## Texto para leitura
::::::
Nosso Velho Homem foi Crucificado

 
Por João Calvino
 
Porque, se fomos unidos com ele na semelhança da sua morte, certamente, o seremos também na semelhança da sua ressurreição, sabendo isto: que foi crucificado com ele o nosso velho homem, para que o corpo do pecado seja destruído, e não sirvamos o pecado como escravos;” (Rom 6.5,6)
 
“Porque, se fomos unidos com ele na semelhança de sua morte”. O apóstolo confirma o argumento que previamente apresentara, fazendo uso de expressões mais claras. A comparação que introduz remove toda e qualquer ambiguidade, visto que o nosso enxerto significa não só nossa conformidade com o exemplo de Cristo, mas também com a união secreta [=areanam coniunctionem], por meio da qual crescemos unidos a ele, de tal forma que nos revitaliza pela instrumentalidade de seu Espírito e transfere para nós o seu poder. Portanto, assim como o elemento enxertante tem a mesma vida ou morte do ramo no qual é enxertado, também é razoável que sejamos plenamente participantes tanto da vida quanto da morte de Cristo. Se formos enxertados na semelhança [=in similitudinem] da morte de Cristo, visto que sua morte é inseparável de sua ressurreição, então à nossa morte seguirá a nossa ressurreição.
::::::
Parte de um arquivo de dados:
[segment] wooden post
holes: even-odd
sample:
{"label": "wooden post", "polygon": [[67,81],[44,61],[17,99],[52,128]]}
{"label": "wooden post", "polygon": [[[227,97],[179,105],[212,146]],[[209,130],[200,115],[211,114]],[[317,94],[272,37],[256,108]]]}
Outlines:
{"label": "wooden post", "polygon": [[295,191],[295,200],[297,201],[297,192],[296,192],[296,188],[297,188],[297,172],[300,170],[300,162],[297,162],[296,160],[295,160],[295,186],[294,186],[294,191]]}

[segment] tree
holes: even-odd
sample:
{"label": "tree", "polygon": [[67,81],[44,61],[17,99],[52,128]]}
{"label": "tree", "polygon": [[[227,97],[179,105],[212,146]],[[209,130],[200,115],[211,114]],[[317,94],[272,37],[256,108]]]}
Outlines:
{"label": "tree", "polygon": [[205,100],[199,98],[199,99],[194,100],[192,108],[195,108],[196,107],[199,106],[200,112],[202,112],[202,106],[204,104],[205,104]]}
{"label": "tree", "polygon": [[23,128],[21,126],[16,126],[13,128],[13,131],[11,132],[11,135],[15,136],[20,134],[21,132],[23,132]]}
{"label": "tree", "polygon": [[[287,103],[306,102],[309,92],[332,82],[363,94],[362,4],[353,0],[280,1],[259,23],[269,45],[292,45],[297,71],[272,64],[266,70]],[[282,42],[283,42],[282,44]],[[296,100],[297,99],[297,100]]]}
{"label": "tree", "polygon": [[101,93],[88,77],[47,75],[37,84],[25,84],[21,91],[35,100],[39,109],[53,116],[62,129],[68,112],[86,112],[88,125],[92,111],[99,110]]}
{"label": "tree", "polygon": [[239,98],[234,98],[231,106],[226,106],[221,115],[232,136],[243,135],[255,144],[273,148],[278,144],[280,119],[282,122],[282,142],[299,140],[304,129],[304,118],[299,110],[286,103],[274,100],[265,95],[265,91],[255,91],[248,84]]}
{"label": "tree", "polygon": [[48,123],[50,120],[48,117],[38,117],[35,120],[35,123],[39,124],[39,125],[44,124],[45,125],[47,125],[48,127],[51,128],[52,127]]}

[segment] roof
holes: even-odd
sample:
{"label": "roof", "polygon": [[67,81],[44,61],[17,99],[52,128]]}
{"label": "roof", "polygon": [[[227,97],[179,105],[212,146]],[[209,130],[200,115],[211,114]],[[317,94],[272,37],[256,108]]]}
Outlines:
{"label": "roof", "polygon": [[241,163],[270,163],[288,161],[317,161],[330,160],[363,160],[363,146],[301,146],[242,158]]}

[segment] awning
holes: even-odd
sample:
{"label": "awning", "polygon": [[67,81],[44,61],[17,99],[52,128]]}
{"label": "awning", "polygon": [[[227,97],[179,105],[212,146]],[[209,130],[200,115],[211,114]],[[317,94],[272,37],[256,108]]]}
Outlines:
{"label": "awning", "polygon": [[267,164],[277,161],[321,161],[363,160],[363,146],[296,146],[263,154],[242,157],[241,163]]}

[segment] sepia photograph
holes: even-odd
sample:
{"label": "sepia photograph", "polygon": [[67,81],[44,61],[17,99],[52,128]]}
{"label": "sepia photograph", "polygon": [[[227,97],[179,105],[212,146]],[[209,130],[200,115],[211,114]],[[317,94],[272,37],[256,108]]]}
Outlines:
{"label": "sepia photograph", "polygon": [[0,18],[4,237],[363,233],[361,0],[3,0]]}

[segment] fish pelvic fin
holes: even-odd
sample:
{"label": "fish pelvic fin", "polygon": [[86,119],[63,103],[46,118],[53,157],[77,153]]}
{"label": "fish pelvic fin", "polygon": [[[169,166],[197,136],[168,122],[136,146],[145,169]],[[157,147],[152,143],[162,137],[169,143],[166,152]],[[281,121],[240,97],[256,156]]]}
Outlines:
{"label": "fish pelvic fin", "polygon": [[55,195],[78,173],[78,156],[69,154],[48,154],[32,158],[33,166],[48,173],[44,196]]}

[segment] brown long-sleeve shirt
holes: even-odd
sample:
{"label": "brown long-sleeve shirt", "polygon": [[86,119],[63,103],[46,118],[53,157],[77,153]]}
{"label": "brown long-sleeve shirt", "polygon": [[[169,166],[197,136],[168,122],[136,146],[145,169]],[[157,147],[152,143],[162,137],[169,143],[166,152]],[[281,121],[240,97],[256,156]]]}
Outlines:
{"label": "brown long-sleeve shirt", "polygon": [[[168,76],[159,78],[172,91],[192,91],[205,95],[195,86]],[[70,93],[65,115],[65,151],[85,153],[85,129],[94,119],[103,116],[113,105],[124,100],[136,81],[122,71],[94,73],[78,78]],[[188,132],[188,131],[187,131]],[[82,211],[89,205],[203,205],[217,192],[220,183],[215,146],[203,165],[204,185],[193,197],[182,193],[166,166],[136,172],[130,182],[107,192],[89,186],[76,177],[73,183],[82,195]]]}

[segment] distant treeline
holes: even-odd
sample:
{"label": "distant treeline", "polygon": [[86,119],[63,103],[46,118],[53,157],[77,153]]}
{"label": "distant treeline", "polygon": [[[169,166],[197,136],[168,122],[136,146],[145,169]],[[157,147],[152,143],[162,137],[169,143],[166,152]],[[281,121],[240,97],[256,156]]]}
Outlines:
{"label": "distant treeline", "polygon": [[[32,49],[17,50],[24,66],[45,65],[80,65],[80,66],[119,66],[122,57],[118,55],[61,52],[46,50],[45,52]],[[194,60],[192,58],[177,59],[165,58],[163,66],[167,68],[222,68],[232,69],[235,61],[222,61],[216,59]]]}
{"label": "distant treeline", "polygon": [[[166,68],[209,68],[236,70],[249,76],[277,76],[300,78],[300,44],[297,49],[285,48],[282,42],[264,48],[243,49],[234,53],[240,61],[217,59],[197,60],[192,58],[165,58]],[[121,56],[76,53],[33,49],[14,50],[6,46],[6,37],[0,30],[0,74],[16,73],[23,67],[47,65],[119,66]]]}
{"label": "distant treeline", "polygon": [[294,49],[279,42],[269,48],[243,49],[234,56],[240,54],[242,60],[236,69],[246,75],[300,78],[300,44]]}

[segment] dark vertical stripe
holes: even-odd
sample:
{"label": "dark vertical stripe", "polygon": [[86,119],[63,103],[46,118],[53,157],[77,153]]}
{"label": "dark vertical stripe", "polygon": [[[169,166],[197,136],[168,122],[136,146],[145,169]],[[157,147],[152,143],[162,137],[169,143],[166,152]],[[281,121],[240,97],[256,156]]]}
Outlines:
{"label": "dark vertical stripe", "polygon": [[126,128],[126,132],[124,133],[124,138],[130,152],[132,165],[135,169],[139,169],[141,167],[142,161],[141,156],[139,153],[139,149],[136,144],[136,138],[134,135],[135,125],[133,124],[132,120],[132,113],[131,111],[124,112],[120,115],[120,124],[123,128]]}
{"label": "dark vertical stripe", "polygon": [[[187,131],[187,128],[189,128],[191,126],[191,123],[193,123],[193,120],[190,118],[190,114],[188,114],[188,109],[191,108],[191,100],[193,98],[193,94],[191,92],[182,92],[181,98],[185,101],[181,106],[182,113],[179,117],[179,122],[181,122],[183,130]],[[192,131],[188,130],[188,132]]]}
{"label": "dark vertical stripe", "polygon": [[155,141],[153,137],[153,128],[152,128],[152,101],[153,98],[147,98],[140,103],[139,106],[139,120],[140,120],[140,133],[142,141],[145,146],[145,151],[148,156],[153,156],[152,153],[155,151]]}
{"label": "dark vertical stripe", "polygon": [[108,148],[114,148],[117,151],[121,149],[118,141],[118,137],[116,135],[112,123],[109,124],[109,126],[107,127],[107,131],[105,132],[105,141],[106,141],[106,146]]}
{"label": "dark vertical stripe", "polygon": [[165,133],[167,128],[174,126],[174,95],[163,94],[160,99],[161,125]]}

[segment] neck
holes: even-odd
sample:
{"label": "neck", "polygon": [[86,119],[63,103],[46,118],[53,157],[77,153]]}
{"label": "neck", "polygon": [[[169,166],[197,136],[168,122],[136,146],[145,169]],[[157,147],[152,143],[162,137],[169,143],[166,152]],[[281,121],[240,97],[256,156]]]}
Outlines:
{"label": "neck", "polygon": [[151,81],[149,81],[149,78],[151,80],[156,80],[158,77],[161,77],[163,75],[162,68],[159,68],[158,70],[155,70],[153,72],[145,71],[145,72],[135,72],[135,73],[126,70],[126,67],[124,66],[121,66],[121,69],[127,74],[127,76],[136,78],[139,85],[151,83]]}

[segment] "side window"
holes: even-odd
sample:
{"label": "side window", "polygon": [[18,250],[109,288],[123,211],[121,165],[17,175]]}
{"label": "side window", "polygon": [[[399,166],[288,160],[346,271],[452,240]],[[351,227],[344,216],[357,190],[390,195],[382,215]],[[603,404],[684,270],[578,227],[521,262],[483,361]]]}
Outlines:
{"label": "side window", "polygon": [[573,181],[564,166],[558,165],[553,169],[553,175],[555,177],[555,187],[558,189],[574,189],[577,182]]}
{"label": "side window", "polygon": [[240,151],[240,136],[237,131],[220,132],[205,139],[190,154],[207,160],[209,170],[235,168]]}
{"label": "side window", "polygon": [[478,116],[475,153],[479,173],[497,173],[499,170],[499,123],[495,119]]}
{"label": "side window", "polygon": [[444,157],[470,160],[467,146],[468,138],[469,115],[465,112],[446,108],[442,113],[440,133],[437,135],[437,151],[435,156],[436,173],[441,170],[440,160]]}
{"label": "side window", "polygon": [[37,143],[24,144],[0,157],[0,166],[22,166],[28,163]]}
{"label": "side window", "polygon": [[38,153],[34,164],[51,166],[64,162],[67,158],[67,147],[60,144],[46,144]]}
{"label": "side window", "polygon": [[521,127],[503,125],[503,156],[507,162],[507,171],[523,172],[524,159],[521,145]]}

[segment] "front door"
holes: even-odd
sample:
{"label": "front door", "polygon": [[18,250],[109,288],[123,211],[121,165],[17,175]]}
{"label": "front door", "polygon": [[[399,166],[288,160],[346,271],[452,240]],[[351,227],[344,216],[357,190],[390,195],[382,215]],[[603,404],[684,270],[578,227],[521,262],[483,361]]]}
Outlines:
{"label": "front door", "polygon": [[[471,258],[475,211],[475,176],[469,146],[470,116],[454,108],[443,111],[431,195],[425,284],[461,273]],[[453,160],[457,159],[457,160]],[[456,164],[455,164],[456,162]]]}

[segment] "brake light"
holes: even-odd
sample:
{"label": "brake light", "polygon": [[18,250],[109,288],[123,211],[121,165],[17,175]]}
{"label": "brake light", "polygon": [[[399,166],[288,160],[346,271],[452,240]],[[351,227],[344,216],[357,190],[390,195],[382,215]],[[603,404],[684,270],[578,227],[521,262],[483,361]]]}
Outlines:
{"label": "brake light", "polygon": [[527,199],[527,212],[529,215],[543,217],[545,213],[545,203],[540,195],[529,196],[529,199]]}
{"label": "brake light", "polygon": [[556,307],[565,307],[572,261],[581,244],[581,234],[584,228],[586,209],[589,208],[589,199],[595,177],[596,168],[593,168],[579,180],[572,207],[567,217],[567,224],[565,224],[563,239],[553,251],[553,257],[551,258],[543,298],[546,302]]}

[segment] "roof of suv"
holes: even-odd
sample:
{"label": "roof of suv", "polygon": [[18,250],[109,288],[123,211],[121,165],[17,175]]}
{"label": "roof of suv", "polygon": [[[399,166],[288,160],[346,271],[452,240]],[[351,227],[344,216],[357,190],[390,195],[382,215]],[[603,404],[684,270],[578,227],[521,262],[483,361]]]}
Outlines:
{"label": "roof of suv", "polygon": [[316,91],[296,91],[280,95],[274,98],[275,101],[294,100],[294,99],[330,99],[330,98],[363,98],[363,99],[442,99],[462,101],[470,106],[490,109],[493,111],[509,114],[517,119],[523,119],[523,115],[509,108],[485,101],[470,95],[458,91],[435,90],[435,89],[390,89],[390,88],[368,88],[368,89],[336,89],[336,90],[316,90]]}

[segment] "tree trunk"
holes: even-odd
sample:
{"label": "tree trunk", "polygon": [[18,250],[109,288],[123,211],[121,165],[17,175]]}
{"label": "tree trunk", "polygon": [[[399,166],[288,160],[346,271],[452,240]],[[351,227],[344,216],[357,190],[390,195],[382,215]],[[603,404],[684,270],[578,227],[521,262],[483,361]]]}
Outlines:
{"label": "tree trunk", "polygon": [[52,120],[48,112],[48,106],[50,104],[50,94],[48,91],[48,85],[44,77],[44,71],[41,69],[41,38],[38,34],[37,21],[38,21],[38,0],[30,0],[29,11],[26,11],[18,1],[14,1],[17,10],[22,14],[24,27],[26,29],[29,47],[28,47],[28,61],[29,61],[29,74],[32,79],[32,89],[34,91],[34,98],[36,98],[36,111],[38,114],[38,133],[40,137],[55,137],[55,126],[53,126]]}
::::::
## Tarefa proposta
No comentário sobre Romanos 6, relacione todas as ocorrências da palavra "semelhança", cada uma acompanhada do complemento que a segue, na ordem em que aparecem.

## Resposta apresentada
1. semelhança da sua morte
2. semelhança da sua ressurreição
3. semelhança de sua morte
4. semelhança da morte de Cristo